## Assignment:
Return verbatim the portion of the material below that starts at the line containing "of the forest" and ends at its last line.

'''

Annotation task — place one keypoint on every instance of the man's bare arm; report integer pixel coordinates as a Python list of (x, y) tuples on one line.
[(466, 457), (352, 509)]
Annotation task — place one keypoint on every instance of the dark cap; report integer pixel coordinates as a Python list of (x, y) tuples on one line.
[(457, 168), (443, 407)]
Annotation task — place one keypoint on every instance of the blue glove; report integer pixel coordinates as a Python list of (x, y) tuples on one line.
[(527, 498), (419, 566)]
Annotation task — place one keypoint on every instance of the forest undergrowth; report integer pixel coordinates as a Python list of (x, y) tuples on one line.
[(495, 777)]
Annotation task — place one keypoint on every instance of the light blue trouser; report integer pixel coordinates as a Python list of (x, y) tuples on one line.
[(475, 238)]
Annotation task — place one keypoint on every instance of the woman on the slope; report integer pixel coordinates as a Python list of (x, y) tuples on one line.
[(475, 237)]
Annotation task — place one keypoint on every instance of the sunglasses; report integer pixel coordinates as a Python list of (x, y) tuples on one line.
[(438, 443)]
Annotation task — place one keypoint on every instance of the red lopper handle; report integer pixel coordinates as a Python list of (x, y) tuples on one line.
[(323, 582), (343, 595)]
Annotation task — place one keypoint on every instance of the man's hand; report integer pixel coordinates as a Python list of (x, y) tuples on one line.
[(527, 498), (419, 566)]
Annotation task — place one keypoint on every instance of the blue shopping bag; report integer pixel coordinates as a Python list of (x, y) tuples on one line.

'''

## Your solution:
Annotation task — place one keypoint on every instance of the forest undergrowth; report integer pixel coordinates as a Python list of (x, y) tuples on one line.
[(495, 777)]
Annotation task — place one keypoint on every instance of the light blue trouser; report integer pixel coordinates as a Python list of (x, y) tuples on one line.
[(475, 238)]
Annotation task — place one keypoint on every instance of the woman on the slope; report integer pixel coordinates as a Python list of (x, y) tuples on one line.
[(475, 237)]
Annotation task — place one keypoint on every instance of the sunglasses; report integer pixel coordinates as a Python list of (x, y) tuples on one line.
[(438, 443)]
Annotation task — place one keypoint on every instance of the red lopper handle; report integer pixel coordinates as a Python list of (x, y) tuples on one line.
[(323, 582), (343, 595)]
Annotation task — place one keypoint on every instance of the man's hand; report integer pixel coordinates as a Python list of (x, y) tuples on one line.
[(527, 498), (419, 566)]
Annotation task — place one keypoint on every instance of the blue shopping bag; report integer pixel coordinates as a Python list of (x, y) tuples on one line.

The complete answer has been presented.